• BRIEF 1: Return, word for word, the part of the message to women in engineering that opens with the words containing "If you’re a" and closes with "is a superpower.".
• BRIEF 2: Take the message to women in engineering further, beginning right after its final sentence.

QUOTED PASSAGE below:

CTA for Women in Engineering
I’ll conclude this post with a message to women in tech. :)
If you’re a female engineer debating whether to join a startup, do it. We need more representation at early-stage tech startups, and there is a lot of learning and impact to be made. You might find yourself being a torchbearer for culture and D&I — but do the very technical stuff too, and keep working on your craft. Being an engineer is a superpower.

End of QUOTED PASSAGE.
MATERIAL SUPPLIED below:

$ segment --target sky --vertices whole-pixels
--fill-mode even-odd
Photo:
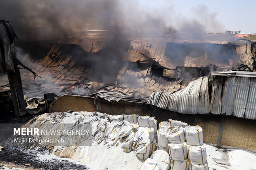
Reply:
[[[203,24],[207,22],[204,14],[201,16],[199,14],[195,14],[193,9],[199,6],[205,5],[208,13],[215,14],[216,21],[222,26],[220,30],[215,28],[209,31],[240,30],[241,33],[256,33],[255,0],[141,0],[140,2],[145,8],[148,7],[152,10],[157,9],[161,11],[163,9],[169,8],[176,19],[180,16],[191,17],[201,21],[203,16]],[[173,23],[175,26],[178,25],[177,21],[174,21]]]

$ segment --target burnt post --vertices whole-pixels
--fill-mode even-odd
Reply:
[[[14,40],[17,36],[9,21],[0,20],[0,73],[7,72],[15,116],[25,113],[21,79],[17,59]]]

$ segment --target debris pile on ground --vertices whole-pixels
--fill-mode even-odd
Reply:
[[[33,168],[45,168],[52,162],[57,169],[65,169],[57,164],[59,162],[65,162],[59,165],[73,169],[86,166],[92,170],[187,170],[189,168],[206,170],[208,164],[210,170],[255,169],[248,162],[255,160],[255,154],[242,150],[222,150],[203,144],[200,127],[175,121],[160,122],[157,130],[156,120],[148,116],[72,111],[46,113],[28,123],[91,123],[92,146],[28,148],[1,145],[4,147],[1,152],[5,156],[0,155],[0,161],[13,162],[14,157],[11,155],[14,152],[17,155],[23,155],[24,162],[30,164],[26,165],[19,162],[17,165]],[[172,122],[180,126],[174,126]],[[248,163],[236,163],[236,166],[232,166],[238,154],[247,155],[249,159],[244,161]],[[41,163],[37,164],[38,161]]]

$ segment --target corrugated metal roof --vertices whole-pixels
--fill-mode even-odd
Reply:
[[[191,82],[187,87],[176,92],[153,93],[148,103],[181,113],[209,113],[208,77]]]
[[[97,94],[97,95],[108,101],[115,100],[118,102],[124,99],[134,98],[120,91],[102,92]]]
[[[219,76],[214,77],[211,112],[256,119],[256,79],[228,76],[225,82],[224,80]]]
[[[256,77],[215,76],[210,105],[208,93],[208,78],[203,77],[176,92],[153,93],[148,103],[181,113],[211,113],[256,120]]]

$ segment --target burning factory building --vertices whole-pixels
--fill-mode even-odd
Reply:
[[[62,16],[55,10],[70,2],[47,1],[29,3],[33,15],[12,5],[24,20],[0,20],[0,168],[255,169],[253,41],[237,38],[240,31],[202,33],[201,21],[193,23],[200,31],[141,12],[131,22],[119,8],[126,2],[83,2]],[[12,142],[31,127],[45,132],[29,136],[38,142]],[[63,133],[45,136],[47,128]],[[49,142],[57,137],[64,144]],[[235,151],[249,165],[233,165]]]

End of MATERIAL SUPPLIED.
MATERIAL SUPPLIED below:

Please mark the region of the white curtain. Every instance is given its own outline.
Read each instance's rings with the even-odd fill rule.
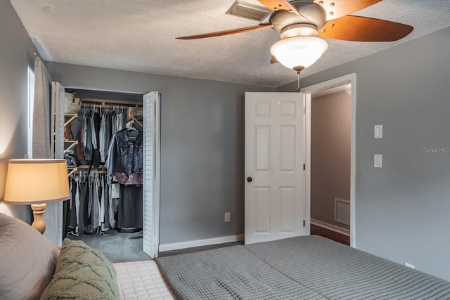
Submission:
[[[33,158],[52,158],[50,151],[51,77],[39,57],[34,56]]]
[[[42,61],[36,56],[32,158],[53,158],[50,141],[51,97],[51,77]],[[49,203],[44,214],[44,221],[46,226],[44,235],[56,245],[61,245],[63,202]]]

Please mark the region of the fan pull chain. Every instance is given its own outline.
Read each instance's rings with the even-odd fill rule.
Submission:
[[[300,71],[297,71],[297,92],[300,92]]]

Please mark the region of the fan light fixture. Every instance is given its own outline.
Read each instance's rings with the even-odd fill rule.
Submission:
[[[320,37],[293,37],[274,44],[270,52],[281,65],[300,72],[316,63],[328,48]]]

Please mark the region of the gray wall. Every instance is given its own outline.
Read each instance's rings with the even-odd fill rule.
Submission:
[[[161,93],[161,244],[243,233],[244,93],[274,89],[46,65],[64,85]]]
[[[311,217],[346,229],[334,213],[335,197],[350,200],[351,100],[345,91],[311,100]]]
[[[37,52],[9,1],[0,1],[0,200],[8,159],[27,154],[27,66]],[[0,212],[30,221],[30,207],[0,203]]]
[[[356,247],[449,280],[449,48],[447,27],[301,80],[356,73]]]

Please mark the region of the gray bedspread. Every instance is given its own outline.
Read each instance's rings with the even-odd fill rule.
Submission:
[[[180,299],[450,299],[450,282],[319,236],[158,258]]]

End of MATERIAL SUPPLIED.
MATERIAL SUPPLIED below:

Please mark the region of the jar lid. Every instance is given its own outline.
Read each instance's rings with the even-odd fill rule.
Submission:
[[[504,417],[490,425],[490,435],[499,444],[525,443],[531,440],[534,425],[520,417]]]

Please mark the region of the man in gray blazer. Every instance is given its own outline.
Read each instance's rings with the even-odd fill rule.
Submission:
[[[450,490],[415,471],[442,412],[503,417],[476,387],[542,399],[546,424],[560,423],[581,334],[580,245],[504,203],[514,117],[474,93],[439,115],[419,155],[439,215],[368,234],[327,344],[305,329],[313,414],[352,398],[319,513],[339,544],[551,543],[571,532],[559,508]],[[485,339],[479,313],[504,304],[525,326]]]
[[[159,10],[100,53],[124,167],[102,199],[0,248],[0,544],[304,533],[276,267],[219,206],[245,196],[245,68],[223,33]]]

End of MATERIAL SUPPLIED.

• ANSWER SECTION 1:
If you’re a female engineer debating whether to join a startup, do it. We need more representation at early-stage tech startups, and there is a lot of learning and impact to be made. You might find yourself being a torchbearer for culture and D&I — but do the very technical stuff too, and keep working on your craft. Being an engineer is a superpower.

• ANSWER SECTION 2:
And for those who want to start a company: also do it (at least, try). Peter Thiel said something interesting: “if we want to have more women in tech, it is not enough to get more women engineers and executives — we need more women founders because it is the founders of companies that set the cultural tone for so much that happens in Silicon Valley.”
Some relevant communities are YC’s women in engineering initiatives, and Pear’s Female Engineer/Founder Circles.
The rocketship I got on taught me that dreaming big is a virtue. Proceed and be bold.